▶ **Source material**
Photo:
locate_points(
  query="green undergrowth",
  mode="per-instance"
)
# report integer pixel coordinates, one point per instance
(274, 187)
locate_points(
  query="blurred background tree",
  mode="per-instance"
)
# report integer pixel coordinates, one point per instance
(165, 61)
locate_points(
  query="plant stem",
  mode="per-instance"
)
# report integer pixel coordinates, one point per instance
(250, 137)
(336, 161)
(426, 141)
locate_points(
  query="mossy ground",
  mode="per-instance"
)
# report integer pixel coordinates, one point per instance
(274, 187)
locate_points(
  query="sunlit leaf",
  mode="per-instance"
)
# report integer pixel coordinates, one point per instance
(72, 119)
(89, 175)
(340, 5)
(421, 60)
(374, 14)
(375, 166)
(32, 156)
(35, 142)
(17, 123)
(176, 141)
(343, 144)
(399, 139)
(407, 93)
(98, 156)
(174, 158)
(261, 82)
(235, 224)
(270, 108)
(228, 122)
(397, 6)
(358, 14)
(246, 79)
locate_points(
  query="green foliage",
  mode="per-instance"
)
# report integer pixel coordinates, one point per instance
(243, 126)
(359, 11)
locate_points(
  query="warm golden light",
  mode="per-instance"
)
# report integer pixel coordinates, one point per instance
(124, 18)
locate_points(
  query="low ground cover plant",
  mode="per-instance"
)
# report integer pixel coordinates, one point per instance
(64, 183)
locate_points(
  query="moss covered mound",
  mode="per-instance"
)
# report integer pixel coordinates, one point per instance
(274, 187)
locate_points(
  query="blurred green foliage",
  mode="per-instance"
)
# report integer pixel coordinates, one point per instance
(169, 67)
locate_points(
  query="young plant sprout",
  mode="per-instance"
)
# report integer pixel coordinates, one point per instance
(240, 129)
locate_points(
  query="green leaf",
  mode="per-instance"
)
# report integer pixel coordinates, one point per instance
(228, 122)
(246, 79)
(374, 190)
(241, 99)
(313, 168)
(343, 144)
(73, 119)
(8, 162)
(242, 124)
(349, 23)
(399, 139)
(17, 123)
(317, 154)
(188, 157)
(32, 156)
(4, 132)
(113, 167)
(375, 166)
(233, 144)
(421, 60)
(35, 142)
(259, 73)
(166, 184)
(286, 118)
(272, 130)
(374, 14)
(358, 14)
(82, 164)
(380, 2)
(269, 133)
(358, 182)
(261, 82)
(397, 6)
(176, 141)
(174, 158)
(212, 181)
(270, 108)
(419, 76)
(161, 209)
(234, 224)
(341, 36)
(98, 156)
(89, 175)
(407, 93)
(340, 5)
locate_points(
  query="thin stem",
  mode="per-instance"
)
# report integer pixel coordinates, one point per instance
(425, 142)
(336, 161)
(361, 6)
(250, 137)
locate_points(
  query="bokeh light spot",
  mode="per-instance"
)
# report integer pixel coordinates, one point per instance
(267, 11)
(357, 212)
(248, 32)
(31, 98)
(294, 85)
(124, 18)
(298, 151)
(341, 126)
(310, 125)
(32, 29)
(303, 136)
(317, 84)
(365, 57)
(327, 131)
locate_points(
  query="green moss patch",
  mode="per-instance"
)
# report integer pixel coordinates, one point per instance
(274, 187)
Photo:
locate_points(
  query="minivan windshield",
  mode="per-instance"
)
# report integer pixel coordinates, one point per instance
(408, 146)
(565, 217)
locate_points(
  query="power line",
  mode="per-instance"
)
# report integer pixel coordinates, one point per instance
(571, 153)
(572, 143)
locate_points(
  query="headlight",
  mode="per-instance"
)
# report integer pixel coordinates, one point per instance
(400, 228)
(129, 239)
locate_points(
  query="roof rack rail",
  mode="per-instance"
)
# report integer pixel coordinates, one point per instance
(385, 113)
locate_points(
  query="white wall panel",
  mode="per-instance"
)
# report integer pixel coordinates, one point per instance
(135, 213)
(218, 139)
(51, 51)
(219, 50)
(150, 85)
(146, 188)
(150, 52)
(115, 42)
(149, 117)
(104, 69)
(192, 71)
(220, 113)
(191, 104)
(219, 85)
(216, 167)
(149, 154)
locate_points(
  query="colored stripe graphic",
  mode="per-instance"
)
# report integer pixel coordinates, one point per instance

▶ **Aim**
Extract every entry in the listing word for word.

▶ **Exercise output**
Photo:
locate_points(
  query="green undergrowth",
  mode="per-instance"
)
# report integer pixel coordinates, one point per instance
(274, 187)
locate_points(
  query="blurred background tree",
  mode="per-instance"
)
# report integer pixel coordinates, one point per instance
(165, 61)
locate_points(
  query="plant stem",
  mode="per-instance"
)
# report integer pixel coordinates, one point per instance
(250, 137)
(336, 161)
(426, 141)
locate_points(
  query="mossy ground",
  mode="per-instance"
)
# report integer pixel coordinates, one point per instance
(274, 187)
locate_points(
  query="sunlit leaf",
  mode="per-instance"
)
# report integer pixel coordinates, one point per instance
(72, 119)
(89, 175)
(340, 5)
(421, 60)
(374, 14)
(375, 166)
(32, 156)
(35, 142)
(17, 123)
(176, 141)
(343, 144)
(399, 139)
(407, 93)
(98, 156)
(174, 158)
(261, 82)
(235, 224)
(270, 108)
(228, 122)
(397, 6)
(358, 14)
(246, 79)
locate_points(
  query="green foliage",
  mode="per-instance"
)
# report integer pixel coordinates, one point per instance
(243, 126)
(359, 11)
locate_points(
  query="warm golden light",
  mode="per-instance"
)
# report integer pixel coordinates, one point per instance
(124, 18)
locate_points(
  query="low ground cover plant",
  mode="per-instance"
)
# report integer pixel coordinates, one point per instance
(64, 183)
locate_points(
  query="moss covered mound",
  mode="per-instance"
)
# report integer pixel coordinates, one point per instance
(274, 187)
locate_points(
  query="blurred green foliage",
  mode="per-instance"
)
# report integer pixel coordinates, one point per instance
(169, 67)
locate_points(
  query="young plant sprout",
  mode="per-instance"
)
# report integer pixel coordinates, one point per instance
(240, 129)
locate_points(
  query="green leaf",
  mode="per-instance"
)
# report integer pixel coordinates, one point per instance
(228, 122)
(246, 79)
(374, 190)
(241, 99)
(313, 168)
(343, 144)
(73, 119)
(8, 162)
(242, 124)
(349, 23)
(399, 139)
(17, 123)
(317, 154)
(188, 157)
(32, 156)
(4, 132)
(113, 167)
(375, 166)
(233, 144)
(421, 60)
(35, 142)
(259, 73)
(166, 184)
(286, 118)
(272, 130)
(374, 14)
(358, 14)
(82, 164)
(380, 2)
(269, 133)
(358, 182)
(261, 82)
(397, 6)
(176, 141)
(174, 158)
(212, 181)
(270, 108)
(419, 76)
(161, 209)
(234, 224)
(341, 36)
(98, 156)
(89, 175)
(407, 93)
(340, 5)
locate_points(
  query="thin stem",
  mode="per-instance"
)
# report integer pixel coordinates, one point per instance
(425, 142)
(336, 161)
(361, 6)
(250, 137)
locate_points(
  query="bokeh light spot",
  mode="per-instance"
)
# report integer pixel coordinates, one point per instance
(267, 11)
(357, 212)
(248, 32)
(31, 98)
(294, 85)
(124, 18)
(298, 151)
(341, 126)
(310, 125)
(32, 29)
(303, 136)
(317, 84)
(365, 57)
(327, 131)
locate_points(
  query="green moss patch",
  mode="per-instance"
)
# report integer pixel coordinates, one point per instance
(274, 187)
Photo:
locate_points(
  query="minivan windshield",
  mode="per-instance"
)
# report integer pixel coordinates, one point per instance
(408, 146)
(565, 217)
locate_points(
  query="power line",
  mode="per-instance"
)
# report integer pixel coordinates, one point per instance
(571, 153)
(572, 143)
locate_points(
  query="headlight",
  mode="per-instance"
)
# report integer pixel coordinates, one point per instance
(400, 228)
(129, 239)
locate_points(
  query="roof rack rail",
  mode="per-instance"
)
# report integer pixel coordinates, one point per instance
(385, 113)
locate_points(
  query="white wall panel",
  mode="per-instance"
)
# report integer pixel coordinates, one point per instance
(135, 213)
(218, 139)
(51, 51)
(219, 50)
(150, 85)
(146, 188)
(150, 52)
(115, 42)
(149, 117)
(104, 69)
(192, 71)
(220, 113)
(191, 104)
(219, 85)
(216, 167)
(149, 154)
locate_points(
  query="colored stripe graphic",
  mode="per-instance"
)
# report integer pixel coordinates, one point per instance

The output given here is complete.